— begin Supplied information —
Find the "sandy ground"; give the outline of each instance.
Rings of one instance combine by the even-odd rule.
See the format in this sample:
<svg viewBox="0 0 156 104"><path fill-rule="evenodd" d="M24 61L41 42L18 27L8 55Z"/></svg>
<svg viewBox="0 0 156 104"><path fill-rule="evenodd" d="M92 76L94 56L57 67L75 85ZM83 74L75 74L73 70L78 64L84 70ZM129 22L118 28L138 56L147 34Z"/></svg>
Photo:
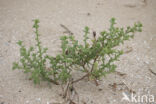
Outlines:
<svg viewBox="0 0 156 104"><path fill-rule="evenodd" d="M140 96L154 95L156 102L156 76L148 70L156 72L156 0L0 0L0 104L63 102L59 86L46 82L35 86L22 71L11 70L12 62L19 59L16 42L34 44L33 19L40 19L41 41L49 48L48 53L55 55L60 50L59 37L64 32L60 24L67 26L81 41L85 26L100 32L108 28L111 17L117 19L118 26L141 21L143 32L121 47L132 48L118 62L117 71L126 76L107 75L98 87L81 81L75 87L80 104L136 104L122 102L122 94L130 92L122 85L114 91L110 86L113 83L125 83Z"/></svg>

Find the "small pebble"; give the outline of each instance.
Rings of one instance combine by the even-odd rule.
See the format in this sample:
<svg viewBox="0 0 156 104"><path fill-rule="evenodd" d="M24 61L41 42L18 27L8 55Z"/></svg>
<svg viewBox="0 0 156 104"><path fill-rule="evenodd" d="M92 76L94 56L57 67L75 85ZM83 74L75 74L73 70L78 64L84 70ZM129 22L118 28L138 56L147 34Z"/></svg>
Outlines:
<svg viewBox="0 0 156 104"><path fill-rule="evenodd" d="M29 100L26 101L27 104L28 104L29 102L30 102Z"/></svg>
<svg viewBox="0 0 156 104"><path fill-rule="evenodd" d="M49 101L47 101L47 104L50 104Z"/></svg>
<svg viewBox="0 0 156 104"><path fill-rule="evenodd" d="M41 101L41 98L37 98L36 100L37 100L37 101Z"/></svg>

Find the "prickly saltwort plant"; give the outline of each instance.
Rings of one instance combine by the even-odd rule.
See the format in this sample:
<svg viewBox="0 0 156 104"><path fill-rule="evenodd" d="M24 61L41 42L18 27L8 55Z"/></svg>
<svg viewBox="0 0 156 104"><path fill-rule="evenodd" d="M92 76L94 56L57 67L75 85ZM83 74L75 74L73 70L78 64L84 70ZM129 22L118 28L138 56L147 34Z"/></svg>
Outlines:
<svg viewBox="0 0 156 104"><path fill-rule="evenodd" d="M97 79L115 71L117 66L114 62L118 61L120 55L123 54L122 50L117 50L115 47L133 38L135 32L142 31L141 23L135 23L134 26L124 29L116 27L115 18L112 18L109 30L102 31L99 36L93 32L90 38L89 28L85 27L83 44L80 44L74 35L62 36L60 38L62 52L52 57L46 54L47 48L41 46L38 23L39 20L35 20L33 26L36 34L36 47L30 47L27 50L22 41L19 41L20 62L13 63L13 69L30 72L35 83L39 83L40 79L55 84L66 83L72 79L71 83L76 83L87 77L98 84ZM47 60L51 65L49 68L45 64ZM81 71L82 77L74 79L71 74L73 70Z"/></svg>

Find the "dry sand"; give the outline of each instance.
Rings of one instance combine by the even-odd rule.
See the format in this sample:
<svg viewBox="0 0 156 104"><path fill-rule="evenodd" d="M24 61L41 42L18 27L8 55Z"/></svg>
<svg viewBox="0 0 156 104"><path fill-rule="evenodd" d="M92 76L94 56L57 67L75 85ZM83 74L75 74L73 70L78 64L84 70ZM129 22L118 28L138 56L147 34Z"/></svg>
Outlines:
<svg viewBox="0 0 156 104"><path fill-rule="evenodd" d="M100 32L108 28L111 17L117 19L118 26L141 21L143 32L122 46L124 50L132 48L118 62L117 71L127 75L107 75L98 87L81 81L76 85L80 104L130 104L121 102L122 93L129 94L126 89L120 91L123 86L118 85L116 91L109 86L123 82L140 96L154 95L156 102L156 76L148 70L156 72L156 0L0 0L0 104L63 102L59 86L46 82L35 86L21 70L11 70L12 62L19 59L16 42L34 44L33 19L40 19L41 41L48 53L55 55L64 32L60 24L81 41L85 26Z"/></svg>

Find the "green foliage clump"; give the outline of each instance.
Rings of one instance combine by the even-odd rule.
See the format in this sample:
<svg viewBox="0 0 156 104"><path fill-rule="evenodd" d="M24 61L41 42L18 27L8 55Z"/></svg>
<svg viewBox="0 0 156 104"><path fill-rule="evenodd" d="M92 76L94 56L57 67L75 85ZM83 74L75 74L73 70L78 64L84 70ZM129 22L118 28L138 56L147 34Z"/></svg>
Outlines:
<svg viewBox="0 0 156 104"><path fill-rule="evenodd" d="M114 62L123 54L122 50L117 50L115 47L133 38L135 32L142 31L141 23L135 23L134 26L128 26L126 29L115 27L116 21L115 18L112 18L109 30L102 31L98 36L96 32L93 32L91 38L89 28L85 27L83 44L80 44L74 35L62 36L62 52L53 57L47 55L47 48L41 46L38 23L39 20L35 20L33 26L36 34L36 47L30 47L27 50L22 41L19 41L21 59L19 63L13 63L13 69L30 72L35 83L39 83L40 79L55 84L66 83L74 79L72 76L74 70L81 71L83 76L72 80L72 83L86 77L96 81L115 71L117 66ZM50 62L50 67L47 67L47 61Z"/></svg>

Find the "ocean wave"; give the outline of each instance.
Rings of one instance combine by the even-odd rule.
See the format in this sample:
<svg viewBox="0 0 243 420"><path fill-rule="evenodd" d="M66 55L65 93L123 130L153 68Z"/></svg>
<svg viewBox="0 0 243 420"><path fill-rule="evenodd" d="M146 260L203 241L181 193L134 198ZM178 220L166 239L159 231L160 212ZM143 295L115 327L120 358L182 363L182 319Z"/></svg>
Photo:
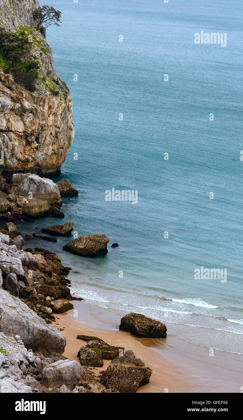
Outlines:
<svg viewBox="0 0 243 420"><path fill-rule="evenodd" d="M193 305L193 306L200 306L202 308L207 308L208 309L214 309L217 308L217 306L211 305L207 302L204 302L201 299L191 299L186 298L185 299L172 299L172 302L178 302L179 303L184 303L187 305Z"/></svg>
<svg viewBox="0 0 243 420"><path fill-rule="evenodd" d="M229 322L233 322L234 324L240 324L241 325L243 325L243 320L242 319L237 320L236 319L228 319L227 318L227 321L229 321Z"/></svg>

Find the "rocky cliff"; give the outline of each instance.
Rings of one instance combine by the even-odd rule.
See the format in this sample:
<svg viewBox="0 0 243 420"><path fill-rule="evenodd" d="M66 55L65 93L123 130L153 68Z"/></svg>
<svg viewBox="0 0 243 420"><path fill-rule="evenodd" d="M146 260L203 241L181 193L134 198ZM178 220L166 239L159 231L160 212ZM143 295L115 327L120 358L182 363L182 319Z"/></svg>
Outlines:
<svg viewBox="0 0 243 420"><path fill-rule="evenodd" d="M29 41L21 63L38 63L30 92L9 72L0 50L0 174L6 178L17 172L60 173L74 135L69 90L55 71L51 48L34 29L39 6L38 0L0 0L0 27Z"/></svg>

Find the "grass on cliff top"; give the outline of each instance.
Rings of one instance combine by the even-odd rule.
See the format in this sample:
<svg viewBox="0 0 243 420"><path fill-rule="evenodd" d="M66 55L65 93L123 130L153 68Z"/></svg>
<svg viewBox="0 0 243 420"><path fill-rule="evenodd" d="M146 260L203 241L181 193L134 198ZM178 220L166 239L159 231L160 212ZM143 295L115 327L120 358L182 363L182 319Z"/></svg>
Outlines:
<svg viewBox="0 0 243 420"><path fill-rule="evenodd" d="M4 349L0 349L0 353L3 353L3 354L8 354L9 352L7 352L6 350L4 350Z"/></svg>
<svg viewBox="0 0 243 420"><path fill-rule="evenodd" d="M17 36L16 37L16 45L21 42L24 42L27 51L26 54L29 52L29 53L30 53L34 58L34 61L30 61L29 59L28 61L25 60L24 56L22 57L22 60L18 59L16 61L15 38L13 41L15 35ZM65 82L59 77L57 80L56 80L45 74L44 62L42 60L41 56L51 53L48 47L44 47L45 40L39 32L33 28L21 25L15 33L8 32L3 30L3 41L2 42L2 45L0 39L0 69L2 71L10 74L17 83L24 86L30 92L33 92L37 89L34 81L35 80L38 79L52 95L64 98L67 96L68 94L65 94L57 84L58 81L60 82L67 89L67 92L69 93L69 89ZM11 61L8 61L10 59L8 58L8 55L9 55L10 52L12 50L15 54L14 65L12 64ZM21 55L21 51L19 51L19 56ZM36 55L37 54L39 56ZM37 71L38 69L39 71Z"/></svg>
<svg viewBox="0 0 243 420"><path fill-rule="evenodd" d="M0 70L5 72L8 67L7 60L0 52Z"/></svg>

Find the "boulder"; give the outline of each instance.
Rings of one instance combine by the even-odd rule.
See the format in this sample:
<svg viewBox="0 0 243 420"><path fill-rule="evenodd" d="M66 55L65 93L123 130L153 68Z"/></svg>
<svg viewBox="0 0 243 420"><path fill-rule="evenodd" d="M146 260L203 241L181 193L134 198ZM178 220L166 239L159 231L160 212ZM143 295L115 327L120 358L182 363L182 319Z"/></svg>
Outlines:
<svg viewBox="0 0 243 420"><path fill-rule="evenodd" d="M70 391L69 388L68 388L65 385L62 385L61 386L59 389L58 392L60 394L65 394L70 392L72 392L72 391Z"/></svg>
<svg viewBox="0 0 243 420"><path fill-rule="evenodd" d="M47 356L54 352L64 351L66 339L61 332L3 289L0 289L0 331L10 336L17 331L27 349Z"/></svg>
<svg viewBox="0 0 243 420"><path fill-rule="evenodd" d="M63 218L65 215L58 207L55 206L50 206L49 207L49 215L59 219Z"/></svg>
<svg viewBox="0 0 243 420"><path fill-rule="evenodd" d="M7 274L14 273L17 276L24 276L21 260L17 258L17 255L14 252L12 255L15 256L10 256L10 254L9 252L8 254L6 252L0 253L0 268Z"/></svg>
<svg viewBox="0 0 243 420"><path fill-rule="evenodd" d="M110 346L102 340L95 340L88 341L86 346L97 353L100 359L111 360L124 351L124 347Z"/></svg>
<svg viewBox="0 0 243 420"><path fill-rule="evenodd" d="M24 382L26 385L30 386L32 391L35 389L39 389L41 385L38 381L30 375L27 375L24 379Z"/></svg>
<svg viewBox="0 0 243 420"><path fill-rule="evenodd" d="M119 328L140 338L159 339L167 335L167 328L165 324L134 312L122 318Z"/></svg>
<svg viewBox="0 0 243 420"><path fill-rule="evenodd" d="M27 173L13 173L9 186L8 192L9 194L15 191L16 187L21 184L22 181L27 178L31 174Z"/></svg>
<svg viewBox="0 0 243 420"><path fill-rule="evenodd" d="M46 200L31 200L30 202L24 205L22 210L24 214L31 217L41 217L47 213L49 205Z"/></svg>
<svg viewBox="0 0 243 420"><path fill-rule="evenodd" d="M128 350L112 360L100 382L117 392L134 393L139 386L149 383L152 373L152 369Z"/></svg>
<svg viewBox="0 0 243 420"><path fill-rule="evenodd" d="M63 249L84 257L95 257L107 252L109 241L106 235L80 236L67 244Z"/></svg>
<svg viewBox="0 0 243 420"><path fill-rule="evenodd" d="M70 309L73 309L73 305L70 302L58 299L51 303L52 312L55 314L63 314Z"/></svg>
<svg viewBox="0 0 243 420"><path fill-rule="evenodd" d="M47 388L73 386L80 381L83 372L82 367L75 360L58 360L43 370L42 385Z"/></svg>
<svg viewBox="0 0 243 420"><path fill-rule="evenodd" d="M60 194L64 197L77 196L78 192L73 188L68 179L62 179L61 181L56 183Z"/></svg>
<svg viewBox="0 0 243 420"><path fill-rule="evenodd" d="M49 270L47 263L41 254L33 255L31 252L26 252L26 254L29 259L28 267L30 270L39 270L42 272Z"/></svg>
<svg viewBox="0 0 243 420"><path fill-rule="evenodd" d="M39 238L43 239L43 241L48 241L49 242L57 242L55 238L52 238L52 236L42 236L42 235L38 235L37 234L33 234L33 236L34 238Z"/></svg>
<svg viewBox="0 0 243 420"><path fill-rule="evenodd" d="M78 353L81 365L86 366L102 368L103 360L97 353L87 347L81 347Z"/></svg>
<svg viewBox="0 0 243 420"><path fill-rule="evenodd" d="M83 340L84 341L86 341L99 340L100 341L103 341L103 343L104 342L103 340L102 340L101 339L99 339L98 337L95 337L94 336L78 335L77 336L77 338L79 339L80 340Z"/></svg>
<svg viewBox="0 0 243 420"><path fill-rule="evenodd" d="M4 281L5 289L14 296L18 296L20 285L16 274L11 273L6 277Z"/></svg>
<svg viewBox="0 0 243 420"><path fill-rule="evenodd" d="M24 244L24 239L21 235L18 235L15 236L13 239L11 239L9 244L16 245L17 249L21 249Z"/></svg>
<svg viewBox="0 0 243 420"><path fill-rule="evenodd" d="M42 228L42 232L47 234L55 234L62 236L68 236L73 230L74 222L67 222L64 225L54 225L48 228Z"/></svg>
<svg viewBox="0 0 243 420"><path fill-rule="evenodd" d="M48 178L31 174L23 180L14 192L16 195L28 197L30 193L32 193L32 198L35 200L46 200L49 204L62 204L57 185Z"/></svg>

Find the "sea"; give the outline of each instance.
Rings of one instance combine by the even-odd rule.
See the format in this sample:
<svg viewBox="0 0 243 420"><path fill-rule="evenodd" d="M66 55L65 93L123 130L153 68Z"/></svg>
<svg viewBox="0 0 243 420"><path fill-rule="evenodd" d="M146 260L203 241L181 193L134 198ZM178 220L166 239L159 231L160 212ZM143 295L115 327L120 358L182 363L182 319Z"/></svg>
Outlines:
<svg viewBox="0 0 243 420"><path fill-rule="evenodd" d="M89 303L159 320L188 345L243 354L243 3L51 3L62 23L47 39L76 129L52 179L79 193L63 198L65 219L18 227L73 220L73 235L110 242L93 258L62 250L72 235L26 246L56 252ZM227 45L195 43L202 31L226 34ZM137 190L137 203L106 200L112 188ZM224 277L195 278L201 267Z"/></svg>

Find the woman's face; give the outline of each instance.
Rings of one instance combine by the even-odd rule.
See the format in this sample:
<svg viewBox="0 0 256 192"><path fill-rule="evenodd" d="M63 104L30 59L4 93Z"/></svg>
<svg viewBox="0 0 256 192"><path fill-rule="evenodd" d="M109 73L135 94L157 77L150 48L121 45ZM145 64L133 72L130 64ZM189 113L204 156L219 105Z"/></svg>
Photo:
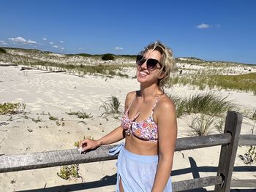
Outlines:
<svg viewBox="0 0 256 192"><path fill-rule="evenodd" d="M160 75L159 70L161 65L159 64L161 60L161 53L158 50L149 50L145 53L143 57L146 61L141 65L137 66L137 80L140 83L157 83L159 77ZM147 66L147 61L148 59L153 58L158 61L157 64L153 68Z"/></svg>

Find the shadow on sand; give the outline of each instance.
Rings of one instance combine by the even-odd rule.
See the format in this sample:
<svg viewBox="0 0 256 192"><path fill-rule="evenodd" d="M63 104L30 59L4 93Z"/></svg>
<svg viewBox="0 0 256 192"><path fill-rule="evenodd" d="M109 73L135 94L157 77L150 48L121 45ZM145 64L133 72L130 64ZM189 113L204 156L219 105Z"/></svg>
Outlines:
<svg viewBox="0 0 256 192"><path fill-rule="evenodd" d="M192 173L193 178L199 178L199 172L217 172L217 166L197 166L195 161L189 157L190 167L172 171L172 176L180 175L183 174ZM256 166L235 166L234 172L256 172ZM79 191L80 190L92 189L101 188L104 186L114 185L116 183L116 174L111 176L105 176L100 180L77 183L67 185L61 185L56 187L50 187L39 189L31 189L26 191L18 191L19 192L61 192L61 191ZM212 192L214 191L207 191L205 188L197 188L194 190L186 191L187 192ZM231 189L230 192L252 192L256 189Z"/></svg>

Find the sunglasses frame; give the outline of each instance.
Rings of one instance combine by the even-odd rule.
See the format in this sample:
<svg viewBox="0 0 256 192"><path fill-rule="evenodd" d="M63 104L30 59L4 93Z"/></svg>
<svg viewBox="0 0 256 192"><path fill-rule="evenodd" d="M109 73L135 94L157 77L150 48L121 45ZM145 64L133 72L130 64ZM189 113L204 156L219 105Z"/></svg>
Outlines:
<svg viewBox="0 0 256 192"><path fill-rule="evenodd" d="M143 65L145 62L146 61L146 66L147 66L147 69L153 69L157 65L157 64L159 64L160 66L162 67L162 64L160 64L160 62L154 58L145 58L143 55L138 55L136 57L136 64L138 66L141 66ZM149 64L148 62L155 62L153 65L152 64Z"/></svg>

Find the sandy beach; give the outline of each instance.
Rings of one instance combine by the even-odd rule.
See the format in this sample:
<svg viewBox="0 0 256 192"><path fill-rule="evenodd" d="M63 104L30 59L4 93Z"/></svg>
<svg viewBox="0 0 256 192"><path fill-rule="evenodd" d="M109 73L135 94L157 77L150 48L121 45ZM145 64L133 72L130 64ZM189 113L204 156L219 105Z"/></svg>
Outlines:
<svg viewBox="0 0 256 192"><path fill-rule="evenodd" d="M0 154L71 149L75 147L74 142L84 136L99 139L119 126L121 115L118 118L110 116L108 120L101 117L102 110L99 107L102 101L111 96L116 96L124 110L126 94L138 89L139 84L134 78L96 75L80 77L40 70L20 71L20 66L0 66L0 104L24 103L26 112L0 115L0 123L4 123L0 126ZM180 95L206 91L178 85L165 90L166 93ZM227 96L241 111L252 112L256 108L256 96L253 93L211 91ZM92 118L80 119L67 114L82 110ZM56 123L57 120L50 120L49 116L57 118L60 125ZM191 136L188 123L192 116L182 115L178 118L178 137ZM32 119L41 120L36 123ZM241 134L250 134L254 125L255 121L244 117ZM218 132L214 131L214 133ZM244 155L246 149L238 147L237 155ZM220 147L214 147L176 152L173 181L216 175L219 150ZM114 191L116 163L116 161L108 161L80 164L80 177L67 180L57 175L59 166L1 173L0 191ZM256 179L256 173L237 157L233 179Z"/></svg>

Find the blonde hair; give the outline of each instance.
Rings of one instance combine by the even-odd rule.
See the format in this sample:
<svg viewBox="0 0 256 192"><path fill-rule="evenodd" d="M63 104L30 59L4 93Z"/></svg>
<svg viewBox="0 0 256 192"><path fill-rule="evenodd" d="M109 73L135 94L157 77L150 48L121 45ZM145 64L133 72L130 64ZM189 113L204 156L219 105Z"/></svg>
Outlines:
— end Supplied information —
▸ **The task**
Output the lines of the listing from the line containing "Find the shadow" through the line containing "173L193 178L199 178L199", both included, reproducing each one character for character.

▸ **Exercise result**
Find the shadow on sand; give the outline of each instance.
Rings of one instance combine by the even-odd rule.
See the format in this sample:
<svg viewBox="0 0 256 192"><path fill-rule="evenodd" d="M63 104L30 59L4 93Z"/></svg>
<svg viewBox="0 0 256 192"><path fill-rule="evenodd" d="M109 73L135 94L157 77L150 48L121 45ZM145 64L133 72L130 64ZM189 113L204 156L219 105Z"/></svg>
Outlines:
<svg viewBox="0 0 256 192"><path fill-rule="evenodd" d="M192 173L193 178L199 178L199 172L217 172L217 166L197 166L195 161L189 157L190 167L172 171L172 176L180 175L183 174ZM256 166L235 166L234 172L256 172ZM79 191L80 190L92 189L101 188L104 186L114 185L116 183L116 174L111 176L105 176L100 180L77 183L67 185L61 185L56 187L50 187L39 189L31 189L26 191L18 191L19 192L61 192L61 191ZM212 192L214 191L207 191L205 188L197 188L194 190L186 191L187 192ZM231 189L230 192L252 192L256 189Z"/></svg>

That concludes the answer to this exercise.